> Selected passage
◇ ◇ ◇ ◇
Fungal amplicon sequencing data
An amplicon processing bioinformatics pipeline was applied to the HMP to optimize read retention and ITS-specific considerations as follows [44,45]. Raw sequencing data read quality was assessed with seqkit [46] and FastQC [47]. Primer sequences were removed with cutadapt [48]. The following processing was conducted with VSEARCH v2.23.0 [49]. Paired-end reads were merged and truncated at Phred score under 20, then merged reads were dereplicated and clustered into OTUs at 97% sequence similarity. De novo chimeras were removed with “uchime_denovo” and taxonomy was assigned with SINTAX using the Unite v9 eukaryotic database [50]. Feature table processing and analysis were conducted in R 4.3.1 using primarily the phyloseq [51], microViz [52], and vegan [53] packages as follows: nonfungal OTUs were removed, and fungal OTUs with unknown phyla were resolved by manual BLAST searches against the Unite v9 eukaryotic and NCBI nonredundant databases. When taxonomy could not be resolved at the phylum level or lower, the OTU was removed from further analysis. The final OTU table was rarefied to 1,500 read depth by taking the average of 1,000 rarefaction iterations using the EcolUtils package [54] and referred to as “rarefied feature table(s)” for downstream analysis.
Sample size
Sample size was determined by the available data. The HMP cohort collected various biological samples from 300 donors [43]. Of these donors, fecal samples from 147 individuals were sequenced for ITS2 (mycobiome characterization) [14] and blood samples from 298 individuals were genotyped using whole-genome sequencing [15]. We matched individuals with paired ITS2 and whole-genome sequencing using the RANDSID variable from dbGaP accession phs000228.v4.p1 (n = 136). Sixteen individuals were removed during preprocessing of whole-genome sequencing (see below), leading to the final sample size of 125 individuals.
Genome-wide association study
Genomic variants were accessed from dbGaP accession phs000228.v4.p1. Variant calling has been previously described [15]. To contextualize our findings in the light of previous bacterial microbiome GWAS, variant processing and statistical comparisons were aligned with the methods of previous studies where possible [7,15]. All processing was conducted in PLINK software [55,56]. Variants with over 5% missingness were removed, and self-reported sex was checked against imputed sex (no individuals were removed). Variants were filtered for minor allele frequency over 5% and for Hardy–Weinberg equilibrium chi-squared tests P < 1−10. Sixteen individuals with high heterozygosity rates (over three times the standard deviation) were removed. To account for population stratification, independent variants (not in linkage disequilibrium) were extracted and used for principal component analysis. Aligning with previous bacterial GWAS methods to examine associations at each taxonomic level, the rarefied fungal feature table was collapsed at the phyla, order, class, family, genus, species, and OTU levels, taxa with less than 30% prevalence were removed, and the remainder were normalized with a center log ratio transformation. This resulted in the inclusion of 44 highly prevalent fungal taxa for the GWAS analysis. GWAS comparisons were made with the ‘—glm’ function for each combination of genomic variant and fungal taxa, and covariates included sex, extraction method used for WGS data (all ITS samples were extracted with similar methods, and all participants were sampled at one site), and the first 10 principal components of genetic stratification. Statistical significance of SNP–fungi associations was set at three thresholds; study-wise significance as FDR correction for all fungal taxa and all genomic variants at Q < 0.2, the standard GWAS genome-wide significance at P < 5 × 10−8, and an exploratory threshold that accounted for all genomic variants within one fungal taxa (Q < 0.05). QQplots were constructed for each fungal taxa to ensure P values were not artificially inflated, i.e., by population stratification. Genetic variants that met any significance threshold defined above were considered FAVs. FAVs were annotated with the SNPNexus web tool [57] using the GRCh37/hg19/b37 assembly.
◇ ◇ ◇ ◇
> Data for review

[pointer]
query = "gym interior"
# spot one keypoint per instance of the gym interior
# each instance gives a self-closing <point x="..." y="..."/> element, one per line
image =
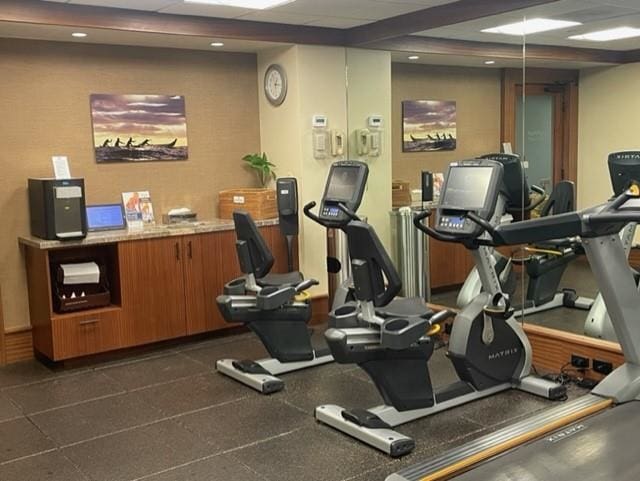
◇ ◇ ◇ ◇
> Tasks to carry out
A) In the fungal GWAS methods, at what percentage of sequence similarity were the merged reads clustered into OTUs?
B) Carry the fungal GWAS methods forward from their final sentence.
The records are not needed here.

> Exercise responses
A) 97%

B)
eQTL annotation
FAVs were probed for eQTL annotation and therefore association with differentially expressed genes across body tissues using the GTEx v10 database release (https://www.gtexportal.org/home/downloads/adult-gtex/qtl) on the GRCh38/hg38/b38 assembly. The GTEx lookup reference table was first used to confirm that the current hg19 dbSNP identifiers remained the same for the hg38 genomic build. FAV-eQTLs were mined from the list of significant variant-gene pairs in the cis-eQTL v10 GTEx release using the GTEx summary statistics for slope and P value.
Phenome-wide associations
Phenome-wide associations to the FAVs were performed with the PheWEB online platform [30] and the TopMED-Imputed UKBiobank dataset. This dataset, publicly available, comprises 1,419 broad electronic health record codes from 51 to 78,000 cases and 167 to 407,000 controls. Phenotype associations with each FAV were considered significant at 3.52 × 10−5, a phenome-wide Bonferroni correction for the number of phenotypes tested at α = 0.05. Validation of two FAV associations with cardiovascular disease was performed with the ‘phewas’ function of the ieugwasr R package [31].
Two-sample mendelian randomization
Two-sample mendelian randomization analysis (MR) was performed on each fungal taxa (exposure) and the associated FAVs (instruments) with the TwoSampleMR R package [58]. All FAVs were input as instruments and pruned to independent variants using the cutoff of r2 = 0.0001 and 1,000kb LD blocks (n = 11 independent instruments). Outcome GWAS were selected from the OpenGWAS database [31] that related to cardiovascular disease (n = 19) and subset to retain large (ncase > 20,000) GWAS that contained all 11 instruments (n = 8 outcome GWAS). Exposure and outcome SNPs were harmonized, then mendelian randomization was run for each exposure-outcome combination with default parameters and Bonferroni correction for multiple comparisons.
Kazachstania in the HMP cohort
Kazachstania counts were aggregated at the genus level and center-log transformed. Then, the transformed abundance was compared to the genotypes for the two heart disease-associated FAVs using Kruskal–Wallis with Dunn’s post hoc test. Next, Kazachstania abundance and prevalence were summarized out of the HMP mycobiome dataset at the genus level. To compare mycobiome composition between individuals with and without Kazachstania, PERMANOVA was conducted on Bray–Curtis distances at the genus level, using sequencing depth as a covariate. Principal component analysis was conducted on center-log transformed counts at the genus level after removing samples with a sequencing depth under 1,000. The 8 fungal genera that contributed the most to the PCA loadings were plotted using the ord_plot() function in the microViz R package [52].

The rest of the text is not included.